#### [Material for the task]
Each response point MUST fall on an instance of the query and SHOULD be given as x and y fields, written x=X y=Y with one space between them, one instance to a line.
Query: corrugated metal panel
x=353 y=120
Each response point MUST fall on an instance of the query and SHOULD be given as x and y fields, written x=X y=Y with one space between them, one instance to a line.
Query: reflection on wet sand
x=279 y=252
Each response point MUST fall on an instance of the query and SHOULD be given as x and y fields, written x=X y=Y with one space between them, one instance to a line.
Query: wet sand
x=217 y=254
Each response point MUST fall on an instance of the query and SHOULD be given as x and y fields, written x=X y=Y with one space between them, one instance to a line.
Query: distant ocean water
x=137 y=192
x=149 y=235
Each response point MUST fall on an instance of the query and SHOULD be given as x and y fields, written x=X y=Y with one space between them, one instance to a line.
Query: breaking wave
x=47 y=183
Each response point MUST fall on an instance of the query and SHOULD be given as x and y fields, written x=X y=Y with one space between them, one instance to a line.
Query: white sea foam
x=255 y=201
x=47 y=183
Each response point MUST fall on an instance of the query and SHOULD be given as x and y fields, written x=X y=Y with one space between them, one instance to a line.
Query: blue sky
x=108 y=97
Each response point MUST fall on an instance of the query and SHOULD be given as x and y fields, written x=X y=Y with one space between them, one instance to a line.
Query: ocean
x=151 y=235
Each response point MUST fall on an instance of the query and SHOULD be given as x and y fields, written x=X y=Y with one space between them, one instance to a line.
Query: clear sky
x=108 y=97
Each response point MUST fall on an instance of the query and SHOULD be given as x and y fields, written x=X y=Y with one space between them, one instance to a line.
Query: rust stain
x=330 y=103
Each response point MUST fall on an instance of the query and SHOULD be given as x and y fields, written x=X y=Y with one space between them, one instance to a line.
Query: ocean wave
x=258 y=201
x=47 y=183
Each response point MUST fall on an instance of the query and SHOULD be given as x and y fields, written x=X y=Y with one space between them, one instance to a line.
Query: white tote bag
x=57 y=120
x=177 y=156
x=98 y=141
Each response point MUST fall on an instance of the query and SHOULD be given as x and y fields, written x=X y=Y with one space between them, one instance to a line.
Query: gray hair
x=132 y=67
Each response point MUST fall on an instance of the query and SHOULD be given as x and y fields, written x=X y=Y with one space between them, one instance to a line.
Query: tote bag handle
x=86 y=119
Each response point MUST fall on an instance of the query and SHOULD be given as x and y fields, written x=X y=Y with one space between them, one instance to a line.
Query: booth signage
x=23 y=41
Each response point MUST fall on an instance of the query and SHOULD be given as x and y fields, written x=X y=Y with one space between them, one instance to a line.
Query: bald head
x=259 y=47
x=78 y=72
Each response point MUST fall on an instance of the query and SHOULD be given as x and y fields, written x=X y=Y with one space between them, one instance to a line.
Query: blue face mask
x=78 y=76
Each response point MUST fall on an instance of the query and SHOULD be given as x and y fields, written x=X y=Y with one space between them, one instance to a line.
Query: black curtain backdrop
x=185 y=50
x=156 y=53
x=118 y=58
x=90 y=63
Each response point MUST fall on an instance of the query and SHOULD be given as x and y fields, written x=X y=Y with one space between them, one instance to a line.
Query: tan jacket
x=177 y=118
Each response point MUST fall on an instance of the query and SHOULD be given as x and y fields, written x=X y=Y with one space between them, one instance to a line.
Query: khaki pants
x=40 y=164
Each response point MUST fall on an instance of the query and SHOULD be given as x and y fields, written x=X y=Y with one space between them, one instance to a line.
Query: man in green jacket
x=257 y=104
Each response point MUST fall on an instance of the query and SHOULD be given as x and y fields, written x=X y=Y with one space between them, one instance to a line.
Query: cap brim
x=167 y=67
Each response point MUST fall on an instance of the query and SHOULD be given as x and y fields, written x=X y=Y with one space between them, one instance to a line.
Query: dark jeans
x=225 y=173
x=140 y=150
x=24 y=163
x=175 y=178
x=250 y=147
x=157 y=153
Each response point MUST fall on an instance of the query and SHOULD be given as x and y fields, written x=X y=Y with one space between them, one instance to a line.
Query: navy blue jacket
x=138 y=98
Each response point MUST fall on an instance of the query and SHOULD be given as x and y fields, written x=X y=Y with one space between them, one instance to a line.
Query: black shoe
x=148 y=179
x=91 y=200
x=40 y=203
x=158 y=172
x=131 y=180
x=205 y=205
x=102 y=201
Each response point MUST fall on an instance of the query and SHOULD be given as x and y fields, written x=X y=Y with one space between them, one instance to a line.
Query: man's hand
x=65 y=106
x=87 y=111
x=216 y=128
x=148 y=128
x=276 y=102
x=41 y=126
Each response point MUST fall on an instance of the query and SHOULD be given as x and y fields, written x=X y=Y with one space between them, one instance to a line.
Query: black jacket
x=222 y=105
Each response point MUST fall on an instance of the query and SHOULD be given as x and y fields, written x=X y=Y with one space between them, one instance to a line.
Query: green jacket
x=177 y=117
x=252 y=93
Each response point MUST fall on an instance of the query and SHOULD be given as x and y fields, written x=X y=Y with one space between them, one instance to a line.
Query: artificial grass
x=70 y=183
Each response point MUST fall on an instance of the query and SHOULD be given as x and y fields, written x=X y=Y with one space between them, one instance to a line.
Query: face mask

#### [About this exercise]
Output all entries exactly as given above.

#### [Result of the exercise]
Each response point MUST fall on an instance of the query and SHOULD be given as x and y fields, written x=X y=Y with one space between them, one instance to a line.
Query: corrugated metal panel
x=353 y=120
Each response point MUST fall on an instance of the query and SHOULD be given as x and y fields, written x=X y=Y with one space between them, one instance to a line.
Query: reflection on wet sand
x=279 y=252
Each response point MUST fall on an instance of the query and SHOULD be given as x and y fields, written x=X y=Y with one space between them, one instance to a line.
Query: wet sand
x=217 y=254
Each response point MUST fall on an instance of the query and SHOULD be given as x and y fields, written x=X y=Y with one space between them, one instance to a line.
Query: distant ocean water
x=137 y=192
x=149 y=235
Each response point MUST fall on an instance of the query and SHOULD be given as x and y fields, written x=X y=Y with one space between them, one instance to a line.
Query: breaking wave
x=47 y=183
Each response point MUST fall on an instance of the query and SHOULD be given as x and y fields, written x=X y=Y with one space between them, one instance to a line.
Query: white sea foam
x=255 y=201
x=47 y=183
Each response point MUST fall on an instance of the query and SHOULD be given as x and y fields, written x=X y=Y with one space between them, one instance to a line.
Query: blue sky
x=108 y=97
Each response point MUST fall on an instance of the query and SHOULD be given as x and y fields, written x=X y=Y with one space between them, one instance to a line.
Query: ocean
x=151 y=235
Each response point MUST fall on an instance of the query and SHOULD be given as x and y fields, written x=X y=Y with one space between them, one instance to a line.
Query: clear sky
x=108 y=97
Each response point MUST fall on an instance of the query and SHOULD be given as x and y fields, written x=X y=Y with one space between them, one instance to a line.
Query: rust stain
x=330 y=103
Each response point MUST fall on an instance of the query and SHOULD be given as x and y fields, written x=X y=Y with one space between them, one instance to a line.
Query: ocean wave
x=258 y=201
x=47 y=183
Each response point MUST fall on an instance of the query and SHOULD be given as x and y fields, written x=X y=Y with one space between them, one instance to a line.
Query: white tote bag
x=57 y=120
x=177 y=156
x=98 y=141
Each response point MUST fall on an instance of the query and SHOULD be given as x and y fields, written x=X y=Y with one space between them, one instance to a line.
Query: gray hair
x=132 y=67
Each response point MUST fall on an instance of the query and SHOULD be given as x and y fields, written x=X y=Y with one space between them, one instance to a line.
Query: tote bag handle
x=86 y=119
Each response point MUST fall on an instance of the query and SHOULD be given as x and y fields, written x=X y=Y with one space between them, one instance to a line.
Query: booth signage
x=23 y=41
Each response point MUST fall on an instance of the query and SHOULD be given as x and y fields, written x=X y=Y with one space between them, one instance to a line.
Query: bald head
x=259 y=47
x=78 y=72
Each response point MUST fall on an instance of the query and SHOULD be given as x and y fields, written x=X y=Y with one space between them, one instance to a line.
Query: blue face mask
x=78 y=76
Each response point MUST fall on an instance of the query and SHOULD be given as x and y fields, written x=X y=Y with one space between them, one instance to a line.
Query: black curtain backdrop
x=185 y=50
x=156 y=53
x=118 y=58
x=90 y=63
Each response point MUST fall on an instance of the query and SHOULD be given as x and y fields, written x=X y=Y with one space between them, one instance to a line.
Query: tan jacket
x=177 y=118
Each response point MUST fall on an instance of the query and SHOULD be given as x and y fields, written x=X y=Y with one space between them, one instance to a line.
Query: khaki pants
x=40 y=164
Each response point MUST fall on an instance of the query and SHOULD be given as x and y fields, written x=X y=Y with one space between them, one instance to a line.
Query: man in green jacket
x=257 y=104
Each response point MUST fall on an instance of the query and SHOULD be given as x and y fields, written x=X y=Y with one space between them, one instance to a line.
Query: cap brim
x=167 y=67
Each response point MUST fall on an instance of the query and SHOULD be given as x and y fields, written x=X y=Y with one space between them, one instance to a line.
Query: dark jeans
x=225 y=173
x=140 y=150
x=24 y=163
x=175 y=178
x=250 y=147
x=157 y=153
Each response point MUST fall on an instance of the query and SHOULD be given as x and y fields, written x=X y=Y with one space between them, one instance to a line.
Query: navy blue jacket
x=138 y=98
Each response point MUST fall on an instance of the query and SHOULD be given as x and y fields, written x=X y=Y with one space between them, one instance to a line.
Query: black shoe
x=148 y=179
x=91 y=200
x=40 y=203
x=158 y=172
x=131 y=180
x=205 y=205
x=102 y=201
Each response point MUST fall on an instance of the query and SHOULD be given as x and y fields, written x=X y=Y with one space between them, one instance to a line.
Query: man's hand
x=65 y=106
x=87 y=111
x=216 y=128
x=148 y=128
x=276 y=102
x=41 y=126
Each response point MUST fall on an instance of the query and SHOULD be given as x and y fields, written x=X y=Y with one space between them, one instance to a line.
Query: black jacket
x=222 y=105
Each response point MUST fall on an instance of the query and SHOULD be given as x and y fields, written x=X y=Y with one space between them, one instance to a line.
Query: green jacket
x=177 y=117
x=252 y=93
Each response point MUST fall on an instance of the query and SHOULD be given as x and y fields, written x=X y=Y with one space between them, one instance to a line.
Query: artificial grass
x=70 y=183
Each response point MUST fall on an instance of the query and SHOULD be given as x and y fields, written x=X y=Y with one space between them, one instance to a line.
Query: face mask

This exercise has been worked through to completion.